◆ To be done
Count the lines in the records below that contain the string "carport", treating uppercase and lowercase as different, and give only that number.

◆ Extracted entries
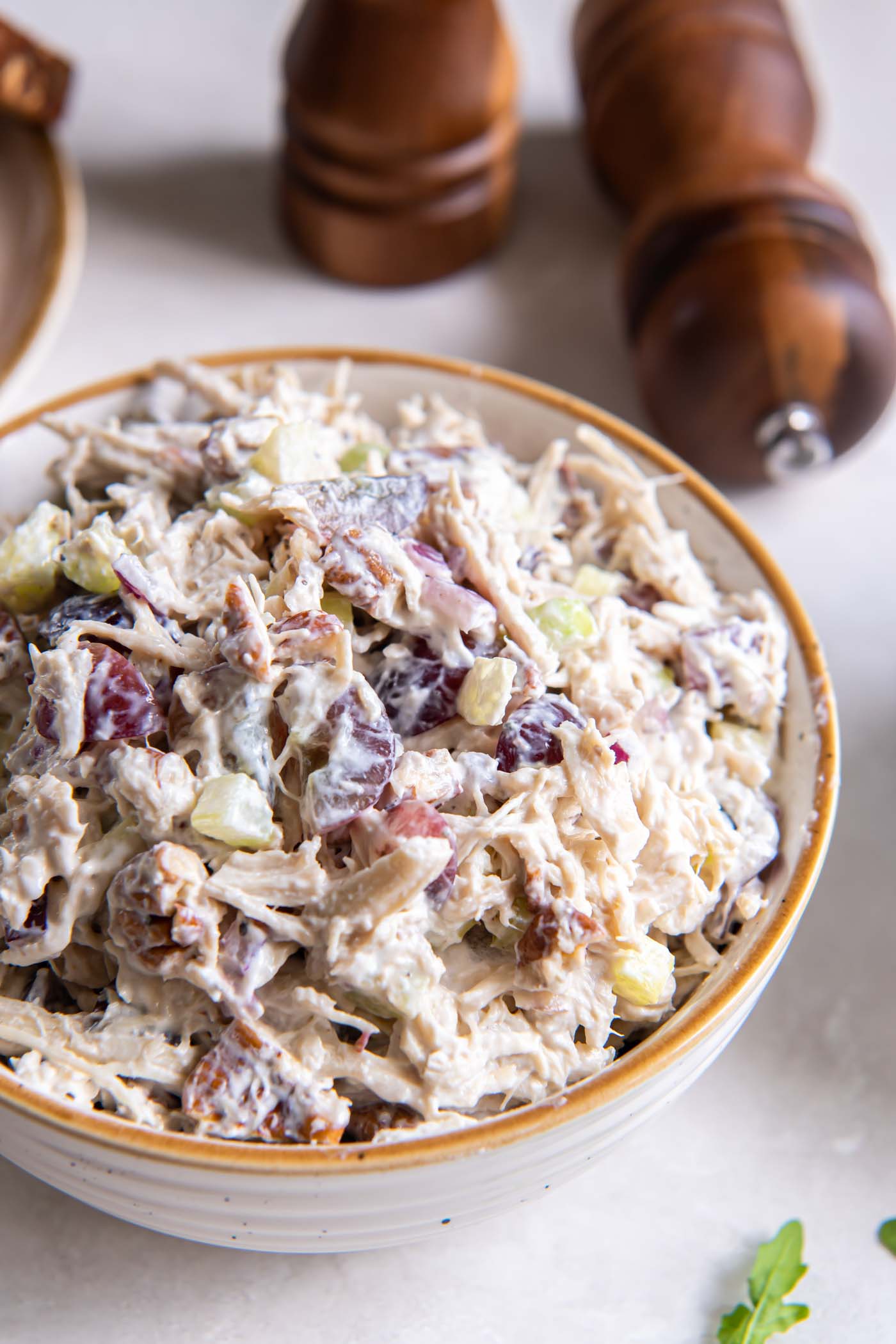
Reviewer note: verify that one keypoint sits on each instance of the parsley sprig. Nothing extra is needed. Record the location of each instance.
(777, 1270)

...

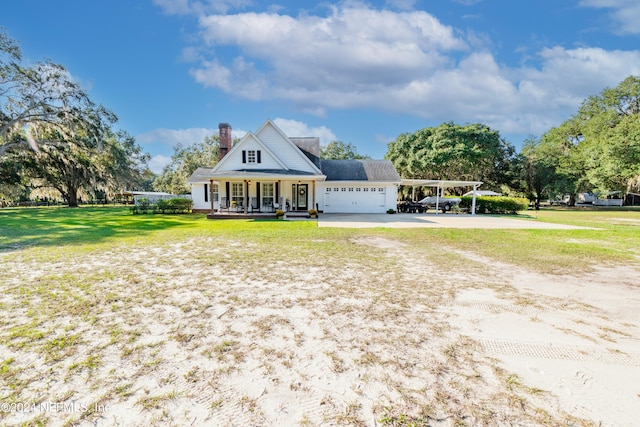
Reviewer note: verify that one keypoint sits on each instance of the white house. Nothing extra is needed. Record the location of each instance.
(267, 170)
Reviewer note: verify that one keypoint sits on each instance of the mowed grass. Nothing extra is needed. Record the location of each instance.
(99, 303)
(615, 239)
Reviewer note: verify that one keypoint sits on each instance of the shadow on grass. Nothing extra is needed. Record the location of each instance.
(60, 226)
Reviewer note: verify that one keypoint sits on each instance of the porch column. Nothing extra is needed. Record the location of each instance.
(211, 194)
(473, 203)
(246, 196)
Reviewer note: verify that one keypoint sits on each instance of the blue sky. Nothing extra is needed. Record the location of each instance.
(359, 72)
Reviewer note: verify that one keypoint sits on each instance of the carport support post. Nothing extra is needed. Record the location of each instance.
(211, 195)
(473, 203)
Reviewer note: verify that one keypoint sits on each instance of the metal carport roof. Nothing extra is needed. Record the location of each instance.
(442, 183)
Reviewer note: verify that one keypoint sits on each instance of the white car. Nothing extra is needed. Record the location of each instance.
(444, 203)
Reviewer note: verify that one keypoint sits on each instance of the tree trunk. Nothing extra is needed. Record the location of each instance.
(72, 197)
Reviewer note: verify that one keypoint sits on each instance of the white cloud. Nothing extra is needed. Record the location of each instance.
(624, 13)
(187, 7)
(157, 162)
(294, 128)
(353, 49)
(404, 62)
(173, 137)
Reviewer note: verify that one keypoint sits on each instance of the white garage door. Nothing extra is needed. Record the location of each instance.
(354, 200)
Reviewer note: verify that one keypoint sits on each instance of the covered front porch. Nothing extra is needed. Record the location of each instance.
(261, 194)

...

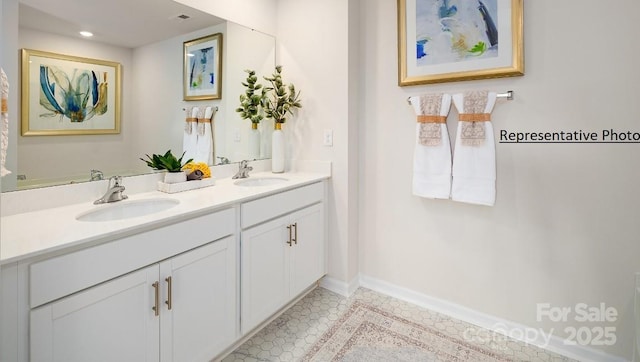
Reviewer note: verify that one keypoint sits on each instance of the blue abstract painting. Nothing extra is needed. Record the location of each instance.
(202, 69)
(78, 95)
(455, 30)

◆ Answer to the problem
2